* _Given entries_
┄┄┄┄┄┄┄┄┄┄

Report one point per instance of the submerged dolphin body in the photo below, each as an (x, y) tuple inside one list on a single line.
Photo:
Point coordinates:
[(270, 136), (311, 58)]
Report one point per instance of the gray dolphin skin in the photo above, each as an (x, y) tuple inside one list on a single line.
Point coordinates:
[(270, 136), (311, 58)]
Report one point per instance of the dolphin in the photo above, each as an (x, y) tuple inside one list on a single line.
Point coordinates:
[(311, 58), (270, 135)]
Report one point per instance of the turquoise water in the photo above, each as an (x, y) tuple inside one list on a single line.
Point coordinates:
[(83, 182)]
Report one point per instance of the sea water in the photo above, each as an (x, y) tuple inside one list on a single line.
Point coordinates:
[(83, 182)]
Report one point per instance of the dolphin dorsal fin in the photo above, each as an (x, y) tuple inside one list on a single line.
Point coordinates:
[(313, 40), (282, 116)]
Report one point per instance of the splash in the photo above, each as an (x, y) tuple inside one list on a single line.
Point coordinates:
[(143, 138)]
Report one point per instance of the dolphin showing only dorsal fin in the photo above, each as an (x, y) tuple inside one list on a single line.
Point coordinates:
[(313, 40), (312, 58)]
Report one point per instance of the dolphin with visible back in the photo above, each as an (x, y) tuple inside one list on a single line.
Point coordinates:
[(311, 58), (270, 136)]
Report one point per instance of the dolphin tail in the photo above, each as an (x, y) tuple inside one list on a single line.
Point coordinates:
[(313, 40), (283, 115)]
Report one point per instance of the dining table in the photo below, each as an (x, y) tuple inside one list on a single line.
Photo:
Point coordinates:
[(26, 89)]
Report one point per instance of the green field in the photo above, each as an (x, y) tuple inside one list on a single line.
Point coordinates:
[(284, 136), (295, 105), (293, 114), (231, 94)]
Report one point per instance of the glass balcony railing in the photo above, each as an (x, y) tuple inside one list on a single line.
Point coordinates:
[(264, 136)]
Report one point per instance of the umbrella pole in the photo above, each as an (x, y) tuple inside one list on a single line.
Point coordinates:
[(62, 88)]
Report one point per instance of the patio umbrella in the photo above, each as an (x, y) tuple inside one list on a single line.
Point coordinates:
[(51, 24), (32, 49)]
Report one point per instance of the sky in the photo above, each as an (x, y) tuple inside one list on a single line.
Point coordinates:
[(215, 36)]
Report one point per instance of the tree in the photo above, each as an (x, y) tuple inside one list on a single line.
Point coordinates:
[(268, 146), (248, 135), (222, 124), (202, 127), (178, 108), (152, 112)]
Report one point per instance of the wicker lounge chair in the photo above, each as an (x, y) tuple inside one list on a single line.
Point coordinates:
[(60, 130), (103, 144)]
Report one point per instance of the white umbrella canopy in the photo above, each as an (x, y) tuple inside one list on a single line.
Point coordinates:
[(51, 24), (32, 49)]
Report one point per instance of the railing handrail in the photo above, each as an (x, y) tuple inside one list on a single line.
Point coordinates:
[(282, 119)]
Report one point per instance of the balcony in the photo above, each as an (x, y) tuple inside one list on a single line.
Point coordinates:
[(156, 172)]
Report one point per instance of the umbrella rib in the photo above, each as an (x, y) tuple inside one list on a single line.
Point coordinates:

┄┄┄┄┄┄┄┄┄┄

* _Job_
Copy all of the material above word for word, keeping each line as it is and in the same order.

* _Written answer_
Report one point per instance of the submerged dolphin body in the photo below, each as an (x, y) tuple inside one list on a single line.
Photo:
Point coordinates:
[(270, 136), (311, 58)]
Report one point per instance of the gray dolphin skin in the photo above, each as an (x, y) tuple inside one list on a single line.
Point coordinates:
[(270, 136), (311, 58)]
Report one point per instance of the dolphin in the photo above, each as an (x, y) tuple inside one list on a single line.
Point coordinates:
[(311, 58), (270, 135)]
Report one point per instance of the turquoise water in the photo above, each as an (x, y) tuple inside one list on a single line.
Point coordinates:
[(83, 182)]
Report one point per instance of the sea water in the photo above, each as an (x, y) tuple inside one list on a single line.
Point coordinates:
[(83, 182)]
Report one point per instance of the dolphin dorsal fin in the photo above, each as an (x, y) tuple inside one list on a single line.
Point coordinates:
[(313, 40), (282, 116)]
Report one point per instance of the splash in the photo above, each as an (x, y) tuple inside one list on a single line.
Point coordinates:
[(143, 138)]
Report one point per instance of the dolphin showing only dorsal fin in the photo above, each as an (x, y) tuple inside one list on a single line.
Point coordinates:
[(313, 40), (312, 58)]
Report one point per instance of the dolphin with visible back in the photo above, each as an (x, y) tuple inside one list on a single line.
Point coordinates:
[(311, 58), (270, 136)]
Report one point per instance of the dolphin tail in the photo above, each as an (x, y) tuple inside one list on a single line.
Point coordinates:
[(313, 40), (283, 115)]
Report one point per instance of the dining table in the photo below, each as an (x, y) tuple inside one list on a single line.
Photo:
Point coordinates:
[(26, 89)]
Report one point per instance of the green field in the photo above, each as an (x, y) tuple inside one list on a single line.
Point coordinates:
[(284, 136), (295, 105), (293, 114), (231, 94)]
Report one point per instance of the glass balcony railing in the photo above, each as an (x, y) tuple inside one list on a single line.
Point coordinates:
[(264, 136)]
Report one point per instance of the umbrella pole in the photo above, each as an (x, y) tuple inside one list on a single line.
Point coordinates:
[(62, 88)]
Report one point per instance of the patio umbrella in the photo above, each as an (x, y) tuple inside one list on a single line.
Point coordinates:
[(51, 24), (32, 49)]
Report one point per instance of the sky in the photo above, each as an (x, y) tuple inside one list on a single line.
Point coordinates:
[(215, 36)]
Report one point per instance of the tree in the photo above, each as an (x, y) tuple inside one list on a single line.
Point coordinates:
[(268, 146), (248, 135), (222, 124), (202, 127), (178, 108), (152, 112)]
Report one point per instance of the wicker lounge chair in the photo above, each as an (x, y) tuple inside one list on a single line.
Point coordinates:
[(60, 130), (103, 144)]
Report one point per instance of the white umbrella canopy in the photo above, each as an (x, y) tuple inside one list on a single line.
Point coordinates:
[(51, 24), (32, 49)]
Report one point per instance of the railing handrail in the photo above, each as an (x, y) tuple inside one list on a single line.
Point coordinates:
[(282, 119)]
Report one point per instance of the balcony in the photo above, each as an (x, y) tuple inside one list on a single line.
Point coordinates:
[(156, 172)]
Report one point per instance of the umbrella rib in the photo above, each as an (x, y) tuple inside one list on a single line.
Point coordinates:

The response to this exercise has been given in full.